# 67 rear end



## mjingle (May 11, 2010)

got a safety-trac 2.78 YC can i change ring and pinion to 3.23 ?


----------



## AZgoatguy (Oct 13, 2011)

The following info is from the Internet, and based on it the 3.23 is not an option for your 2.78 carrier - bummer! However, though not a performance ratio, your Safe-T-Track 2.78 is a desirable axle for those wanting to get better mpg for their highway driven Goat. There is an active thread on the subject of changing axle ratios for mpg right now on the Performance Years GTO Forum - check it out. I've got a '67 YB code 2.56 Safe-T-Track in a car right now and it work for me.

GTO Axle Ratio Identification:
Three different differential cases are used.

━━━━━━━━━━━━━━━━━━━━

_Problem 1_
List every axle ratio mentioned in the '67 rear end thread.
_Problem 2_
Please continue the '67 rear end thread, picking up right after its last sentence.
You can leave the items alone; nothing here depends on them.

━━━━━━━━━━━━━━━━━━━━

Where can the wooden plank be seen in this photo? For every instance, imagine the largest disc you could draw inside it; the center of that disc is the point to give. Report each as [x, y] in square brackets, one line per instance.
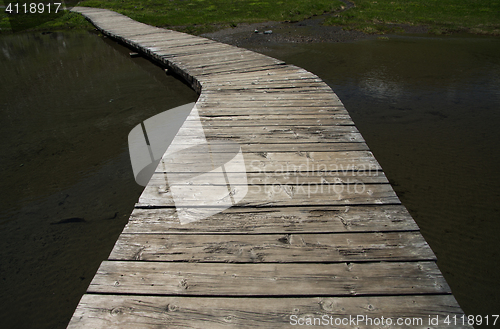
[304, 147]
[132, 312]
[279, 220]
[318, 217]
[271, 110]
[270, 103]
[328, 162]
[273, 120]
[276, 135]
[288, 178]
[158, 194]
[273, 248]
[251, 66]
[250, 97]
[261, 279]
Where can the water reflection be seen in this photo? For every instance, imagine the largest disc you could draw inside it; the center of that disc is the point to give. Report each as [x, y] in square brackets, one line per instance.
[67, 104]
[428, 109]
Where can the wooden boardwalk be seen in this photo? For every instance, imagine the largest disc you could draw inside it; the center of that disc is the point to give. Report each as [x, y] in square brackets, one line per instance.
[318, 234]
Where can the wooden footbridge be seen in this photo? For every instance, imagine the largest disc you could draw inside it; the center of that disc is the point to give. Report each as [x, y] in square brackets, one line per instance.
[316, 235]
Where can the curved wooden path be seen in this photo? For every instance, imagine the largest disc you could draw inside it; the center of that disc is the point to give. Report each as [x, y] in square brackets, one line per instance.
[320, 233]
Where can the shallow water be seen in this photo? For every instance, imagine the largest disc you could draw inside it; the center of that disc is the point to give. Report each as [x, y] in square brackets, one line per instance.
[68, 102]
[429, 109]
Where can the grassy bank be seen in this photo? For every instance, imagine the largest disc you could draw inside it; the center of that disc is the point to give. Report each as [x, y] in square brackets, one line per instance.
[439, 16]
[198, 16]
[370, 16]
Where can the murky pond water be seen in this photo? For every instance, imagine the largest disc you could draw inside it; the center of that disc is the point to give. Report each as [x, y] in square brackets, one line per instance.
[429, 108]
[68, 102]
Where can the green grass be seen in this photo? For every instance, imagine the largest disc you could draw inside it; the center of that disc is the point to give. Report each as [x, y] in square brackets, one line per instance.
[370, 16]
[198, 16]
[65, 21]
[440, 16]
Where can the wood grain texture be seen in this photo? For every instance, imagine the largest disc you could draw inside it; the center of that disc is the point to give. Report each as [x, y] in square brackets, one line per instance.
[319, 231]
[277, 220]
[262, 279]
[131, 312]
[273, 248]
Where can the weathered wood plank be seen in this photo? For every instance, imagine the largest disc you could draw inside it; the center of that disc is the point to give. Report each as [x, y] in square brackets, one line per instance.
[275, 248]
[276, 195]
[273, 120]
[275, 179]
[279, 220]
[132, 312]
[304, 229]
[295, 103]
[262, 279]
[279, 163]
[277, 135]
[272, 110]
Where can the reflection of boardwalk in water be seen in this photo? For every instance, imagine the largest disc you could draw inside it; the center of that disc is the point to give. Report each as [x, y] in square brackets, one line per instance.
[319, 237]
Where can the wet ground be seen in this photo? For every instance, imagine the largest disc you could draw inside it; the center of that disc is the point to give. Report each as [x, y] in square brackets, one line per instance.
[427, 107]
[68, 102]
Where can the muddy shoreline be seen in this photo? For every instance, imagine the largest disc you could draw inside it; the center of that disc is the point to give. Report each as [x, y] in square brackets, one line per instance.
[307, 31]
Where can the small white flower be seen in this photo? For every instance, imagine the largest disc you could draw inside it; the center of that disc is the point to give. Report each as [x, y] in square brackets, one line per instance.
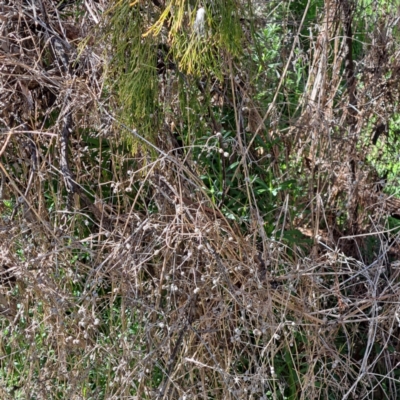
[198, 26]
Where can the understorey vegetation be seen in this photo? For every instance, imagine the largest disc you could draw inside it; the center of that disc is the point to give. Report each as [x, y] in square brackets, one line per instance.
[199, 200]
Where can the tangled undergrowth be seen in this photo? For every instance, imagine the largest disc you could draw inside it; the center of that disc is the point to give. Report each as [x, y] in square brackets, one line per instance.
[209, 263]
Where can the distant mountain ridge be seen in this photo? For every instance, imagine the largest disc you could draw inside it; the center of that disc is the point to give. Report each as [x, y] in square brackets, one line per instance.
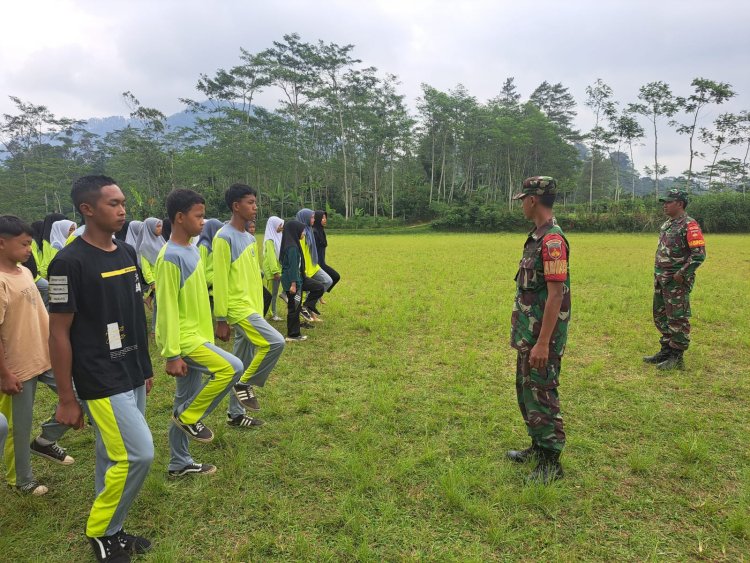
[103, 125]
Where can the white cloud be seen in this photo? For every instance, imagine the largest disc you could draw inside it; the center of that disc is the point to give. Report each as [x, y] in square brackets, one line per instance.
[78, 56]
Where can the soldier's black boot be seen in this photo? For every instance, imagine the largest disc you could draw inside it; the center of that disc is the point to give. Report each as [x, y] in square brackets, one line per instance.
[522, 456]
[674, 361]
[660, 356]
[548, 469]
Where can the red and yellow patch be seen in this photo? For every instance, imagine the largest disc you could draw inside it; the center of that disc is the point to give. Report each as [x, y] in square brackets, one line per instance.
[555, 258]
[694, 235]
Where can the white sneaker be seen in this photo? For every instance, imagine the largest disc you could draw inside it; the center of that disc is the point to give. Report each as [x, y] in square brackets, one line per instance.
[300, 338]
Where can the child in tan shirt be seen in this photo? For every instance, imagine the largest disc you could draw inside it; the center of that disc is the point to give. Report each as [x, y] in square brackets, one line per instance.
[24, 360]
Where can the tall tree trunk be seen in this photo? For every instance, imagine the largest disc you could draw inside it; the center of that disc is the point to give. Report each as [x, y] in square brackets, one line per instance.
[343, 153]
[375, 188]
[392, 192]
[656, 162]
[432, 167]
[632, 166]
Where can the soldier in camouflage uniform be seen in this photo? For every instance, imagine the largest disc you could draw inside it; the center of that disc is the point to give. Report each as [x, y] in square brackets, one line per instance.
[539, 329]
[680, 251]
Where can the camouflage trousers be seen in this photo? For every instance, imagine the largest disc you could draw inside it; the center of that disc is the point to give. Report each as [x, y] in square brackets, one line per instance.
[672, 312]
[536, 390]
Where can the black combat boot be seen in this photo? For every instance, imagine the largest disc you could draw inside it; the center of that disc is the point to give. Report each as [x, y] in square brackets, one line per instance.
[674, 361]
[548, 469]
[522, 456]
[660, 356]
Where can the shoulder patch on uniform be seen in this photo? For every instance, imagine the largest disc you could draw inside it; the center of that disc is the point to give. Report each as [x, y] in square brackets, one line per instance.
[695, 235]
[555, 258]
[554, 248]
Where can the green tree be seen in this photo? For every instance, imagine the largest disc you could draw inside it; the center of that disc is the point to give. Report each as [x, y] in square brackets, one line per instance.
[705, 92]
[656, 101]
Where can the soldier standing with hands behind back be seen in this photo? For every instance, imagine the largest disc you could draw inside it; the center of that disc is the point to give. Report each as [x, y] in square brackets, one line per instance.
[539, 329]
[680, 251]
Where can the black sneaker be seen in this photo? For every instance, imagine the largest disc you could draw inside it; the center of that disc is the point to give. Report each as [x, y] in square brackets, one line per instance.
[109, 549]
[33, 488]
[53, 452]
[198, 431]
[246, 396]
[193, 469]
[244, 421]
[313, 310]
[134, 545]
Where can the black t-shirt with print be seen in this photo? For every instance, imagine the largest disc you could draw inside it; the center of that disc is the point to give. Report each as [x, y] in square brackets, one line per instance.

━━━━━━━━━━━━━━━━━━━━

_Task response 1_
2.78, 3.23, 2.56

_Task response 2_
1) 2.56 and 2.78 ratios;
2) 2.93, 3.08, and 3.23 rations; and 
3) 3.36, 3.55, 3.90 and 4.33 ratios.


----------



## AZgoatguy (Oct 13, 2011)

More from my earlier post- Regarding the 2.56 and 2.78 ratios, these ideally would be used with an automatic transmission as they would be very hard on a clutch for manual shifting. I wouldn't recommend any gear taller than a 3.08 with a manual trans car. And even the 3.08 can be tough on a clutch if you drive for performance. My 2.56 gear works fine for me behind a 389 with a TH-400 trans but then I don't care about off-the-line grunt, and I still have good pull at speed but it doesn't push you back in the seat real hard either. Mpg is 19-20 on the highway and around 15 in the city - feels good to me.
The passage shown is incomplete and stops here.